* [What the task asks]:
Select and copy each line below that contains the word "bowl".

* [Provided information]:
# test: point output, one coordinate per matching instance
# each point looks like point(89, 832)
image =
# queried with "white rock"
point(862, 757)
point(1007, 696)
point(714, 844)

---

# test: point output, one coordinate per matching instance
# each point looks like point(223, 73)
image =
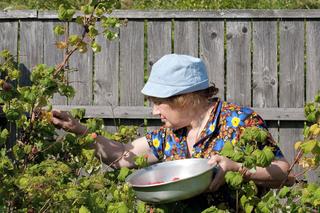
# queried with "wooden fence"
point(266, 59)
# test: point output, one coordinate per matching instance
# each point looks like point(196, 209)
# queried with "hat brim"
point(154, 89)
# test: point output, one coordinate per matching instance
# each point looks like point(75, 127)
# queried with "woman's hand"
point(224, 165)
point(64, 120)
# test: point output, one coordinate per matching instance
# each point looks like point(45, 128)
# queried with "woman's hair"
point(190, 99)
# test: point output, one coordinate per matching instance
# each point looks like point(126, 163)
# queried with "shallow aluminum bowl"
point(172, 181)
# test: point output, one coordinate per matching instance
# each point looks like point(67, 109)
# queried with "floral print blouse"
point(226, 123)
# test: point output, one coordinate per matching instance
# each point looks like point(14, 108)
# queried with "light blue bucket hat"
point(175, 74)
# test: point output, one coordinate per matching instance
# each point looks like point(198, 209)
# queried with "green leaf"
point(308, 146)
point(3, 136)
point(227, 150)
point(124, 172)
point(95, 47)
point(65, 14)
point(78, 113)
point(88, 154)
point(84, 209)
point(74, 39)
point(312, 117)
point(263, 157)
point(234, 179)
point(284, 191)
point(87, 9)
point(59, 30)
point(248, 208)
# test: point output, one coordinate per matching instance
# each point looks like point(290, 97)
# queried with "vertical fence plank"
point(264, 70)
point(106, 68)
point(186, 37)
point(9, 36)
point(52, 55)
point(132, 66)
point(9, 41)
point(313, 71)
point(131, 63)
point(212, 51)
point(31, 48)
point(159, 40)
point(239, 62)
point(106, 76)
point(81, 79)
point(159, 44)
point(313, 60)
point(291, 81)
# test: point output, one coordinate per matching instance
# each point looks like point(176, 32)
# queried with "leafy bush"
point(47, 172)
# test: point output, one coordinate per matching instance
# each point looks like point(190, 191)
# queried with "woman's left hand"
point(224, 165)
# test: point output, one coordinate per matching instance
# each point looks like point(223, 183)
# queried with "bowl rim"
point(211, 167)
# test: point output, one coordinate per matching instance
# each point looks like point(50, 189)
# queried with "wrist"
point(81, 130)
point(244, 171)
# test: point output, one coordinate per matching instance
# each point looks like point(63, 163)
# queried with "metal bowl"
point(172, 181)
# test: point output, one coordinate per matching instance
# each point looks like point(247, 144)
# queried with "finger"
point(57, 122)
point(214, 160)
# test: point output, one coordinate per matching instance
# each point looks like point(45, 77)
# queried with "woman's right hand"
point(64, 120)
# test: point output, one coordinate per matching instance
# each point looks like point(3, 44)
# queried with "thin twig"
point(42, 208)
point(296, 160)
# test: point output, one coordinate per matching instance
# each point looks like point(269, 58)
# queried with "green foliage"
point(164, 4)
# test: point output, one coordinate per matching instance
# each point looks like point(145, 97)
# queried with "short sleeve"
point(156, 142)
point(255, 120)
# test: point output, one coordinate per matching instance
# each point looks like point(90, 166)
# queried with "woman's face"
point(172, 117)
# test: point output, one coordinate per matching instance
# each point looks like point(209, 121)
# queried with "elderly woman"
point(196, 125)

* [Result below]:
# queried with "shallow aluminum bowl"
# queried with "bowl rim"
# queried with "metal bowl"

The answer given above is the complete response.